| Short exercise |
Reproduce the entries below verbatim, starting with the line that contains "Where can the stubble" and going on through the line that contains "point(309, 94)", both included.

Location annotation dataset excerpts
········

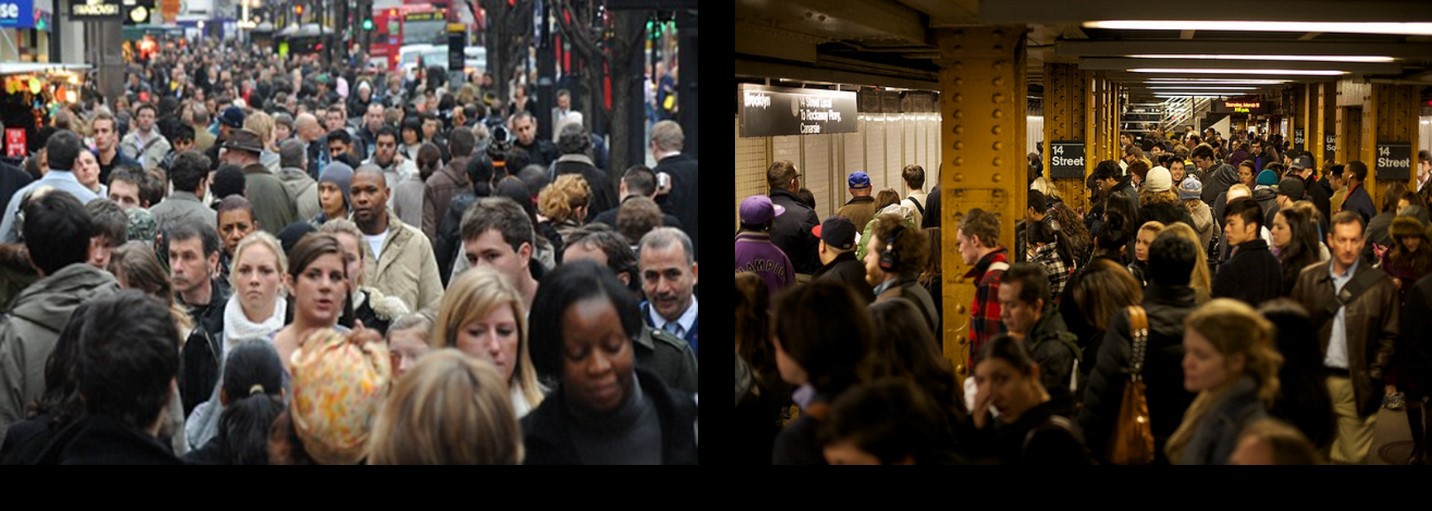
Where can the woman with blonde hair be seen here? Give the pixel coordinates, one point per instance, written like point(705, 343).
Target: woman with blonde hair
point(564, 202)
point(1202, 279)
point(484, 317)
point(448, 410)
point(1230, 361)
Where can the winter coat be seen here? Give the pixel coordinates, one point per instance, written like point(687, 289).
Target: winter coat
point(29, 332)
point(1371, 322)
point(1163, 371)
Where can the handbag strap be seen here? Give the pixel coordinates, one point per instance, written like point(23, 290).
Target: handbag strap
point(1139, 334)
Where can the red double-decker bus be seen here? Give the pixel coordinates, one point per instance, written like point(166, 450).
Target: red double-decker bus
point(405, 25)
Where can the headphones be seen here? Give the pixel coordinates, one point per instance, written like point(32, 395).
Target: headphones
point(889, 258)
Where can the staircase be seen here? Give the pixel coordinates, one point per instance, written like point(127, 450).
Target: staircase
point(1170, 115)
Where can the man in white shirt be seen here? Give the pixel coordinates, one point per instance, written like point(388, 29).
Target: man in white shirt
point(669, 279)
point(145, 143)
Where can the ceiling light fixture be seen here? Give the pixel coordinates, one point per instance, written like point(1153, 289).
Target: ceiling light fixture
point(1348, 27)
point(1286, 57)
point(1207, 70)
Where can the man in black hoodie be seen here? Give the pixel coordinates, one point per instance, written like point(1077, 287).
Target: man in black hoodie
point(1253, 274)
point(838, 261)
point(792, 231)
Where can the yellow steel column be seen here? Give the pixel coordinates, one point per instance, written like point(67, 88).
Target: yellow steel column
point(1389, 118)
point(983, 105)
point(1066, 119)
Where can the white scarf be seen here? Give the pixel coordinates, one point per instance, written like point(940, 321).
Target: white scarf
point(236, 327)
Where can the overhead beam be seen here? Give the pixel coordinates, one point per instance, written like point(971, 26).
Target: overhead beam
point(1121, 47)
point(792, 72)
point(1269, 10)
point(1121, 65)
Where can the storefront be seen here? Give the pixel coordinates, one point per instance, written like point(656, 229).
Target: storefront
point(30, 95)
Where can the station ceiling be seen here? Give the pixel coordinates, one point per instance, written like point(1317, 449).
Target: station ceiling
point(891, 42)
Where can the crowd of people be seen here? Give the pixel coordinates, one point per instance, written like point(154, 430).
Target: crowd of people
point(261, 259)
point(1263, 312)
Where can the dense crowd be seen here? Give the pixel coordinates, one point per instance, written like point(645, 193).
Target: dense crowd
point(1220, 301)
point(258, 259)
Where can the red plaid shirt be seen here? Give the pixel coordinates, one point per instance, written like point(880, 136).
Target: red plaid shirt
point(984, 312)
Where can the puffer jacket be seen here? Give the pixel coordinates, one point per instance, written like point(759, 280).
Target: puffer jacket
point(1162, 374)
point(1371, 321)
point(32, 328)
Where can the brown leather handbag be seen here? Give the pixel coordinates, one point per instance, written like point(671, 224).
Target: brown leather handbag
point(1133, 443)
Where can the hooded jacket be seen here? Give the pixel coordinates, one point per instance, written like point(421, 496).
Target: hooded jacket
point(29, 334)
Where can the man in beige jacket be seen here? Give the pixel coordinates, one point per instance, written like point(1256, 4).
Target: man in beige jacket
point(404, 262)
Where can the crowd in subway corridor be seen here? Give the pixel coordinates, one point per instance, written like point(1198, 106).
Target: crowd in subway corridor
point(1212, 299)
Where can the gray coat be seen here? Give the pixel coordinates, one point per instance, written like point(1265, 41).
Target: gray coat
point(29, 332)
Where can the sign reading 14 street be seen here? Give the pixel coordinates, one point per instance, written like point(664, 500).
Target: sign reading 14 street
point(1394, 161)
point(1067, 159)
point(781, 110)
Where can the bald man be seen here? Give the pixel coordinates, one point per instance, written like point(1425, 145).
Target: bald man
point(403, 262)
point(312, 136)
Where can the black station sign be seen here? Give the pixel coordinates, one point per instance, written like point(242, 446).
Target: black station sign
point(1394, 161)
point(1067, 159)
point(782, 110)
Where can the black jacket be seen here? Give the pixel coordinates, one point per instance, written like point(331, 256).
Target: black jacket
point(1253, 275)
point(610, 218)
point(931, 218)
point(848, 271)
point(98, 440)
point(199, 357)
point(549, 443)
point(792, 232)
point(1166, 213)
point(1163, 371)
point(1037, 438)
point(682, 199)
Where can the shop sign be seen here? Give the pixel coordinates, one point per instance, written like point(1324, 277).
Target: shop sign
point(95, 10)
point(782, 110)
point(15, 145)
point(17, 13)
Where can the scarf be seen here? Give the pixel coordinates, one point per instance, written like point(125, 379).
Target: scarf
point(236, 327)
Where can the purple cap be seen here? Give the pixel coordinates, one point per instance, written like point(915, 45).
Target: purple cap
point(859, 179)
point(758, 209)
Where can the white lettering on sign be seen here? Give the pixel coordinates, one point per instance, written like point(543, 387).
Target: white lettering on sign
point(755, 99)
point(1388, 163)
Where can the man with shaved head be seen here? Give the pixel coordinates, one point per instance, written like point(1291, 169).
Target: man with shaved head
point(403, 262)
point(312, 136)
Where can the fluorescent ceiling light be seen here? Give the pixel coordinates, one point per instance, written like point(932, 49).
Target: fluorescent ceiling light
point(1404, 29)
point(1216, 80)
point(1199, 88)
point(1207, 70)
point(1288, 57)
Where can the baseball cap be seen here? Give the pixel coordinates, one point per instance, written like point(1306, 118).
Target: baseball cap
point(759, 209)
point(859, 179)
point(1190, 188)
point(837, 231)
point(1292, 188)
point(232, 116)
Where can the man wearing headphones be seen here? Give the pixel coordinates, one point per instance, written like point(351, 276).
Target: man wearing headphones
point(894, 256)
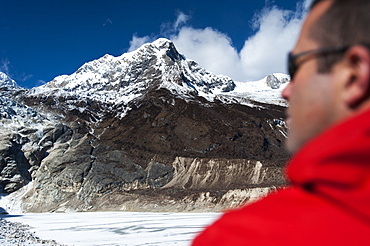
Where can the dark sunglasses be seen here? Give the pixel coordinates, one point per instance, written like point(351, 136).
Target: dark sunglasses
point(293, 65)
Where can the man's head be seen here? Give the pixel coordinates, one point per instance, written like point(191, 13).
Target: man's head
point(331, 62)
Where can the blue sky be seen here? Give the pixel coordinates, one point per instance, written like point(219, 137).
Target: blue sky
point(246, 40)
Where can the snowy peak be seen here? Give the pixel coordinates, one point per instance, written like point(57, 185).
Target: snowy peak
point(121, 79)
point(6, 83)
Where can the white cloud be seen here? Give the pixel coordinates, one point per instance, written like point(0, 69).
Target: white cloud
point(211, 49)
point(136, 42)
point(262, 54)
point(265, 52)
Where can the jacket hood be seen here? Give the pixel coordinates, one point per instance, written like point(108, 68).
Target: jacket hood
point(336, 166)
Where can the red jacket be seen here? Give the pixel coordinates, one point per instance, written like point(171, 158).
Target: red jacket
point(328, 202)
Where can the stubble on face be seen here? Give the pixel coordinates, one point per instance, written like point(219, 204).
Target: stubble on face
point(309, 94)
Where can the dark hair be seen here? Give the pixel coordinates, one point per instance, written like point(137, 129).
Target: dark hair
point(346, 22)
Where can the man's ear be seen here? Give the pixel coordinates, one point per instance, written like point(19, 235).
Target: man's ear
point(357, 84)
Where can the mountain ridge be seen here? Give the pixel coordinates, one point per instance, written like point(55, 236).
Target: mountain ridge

········

| Result of this task |
Where can the stubble on face be seen here? Give the pixel coordinates, one point per instance, written like point(219, 204).
Target: stubble on face
point(309, 94)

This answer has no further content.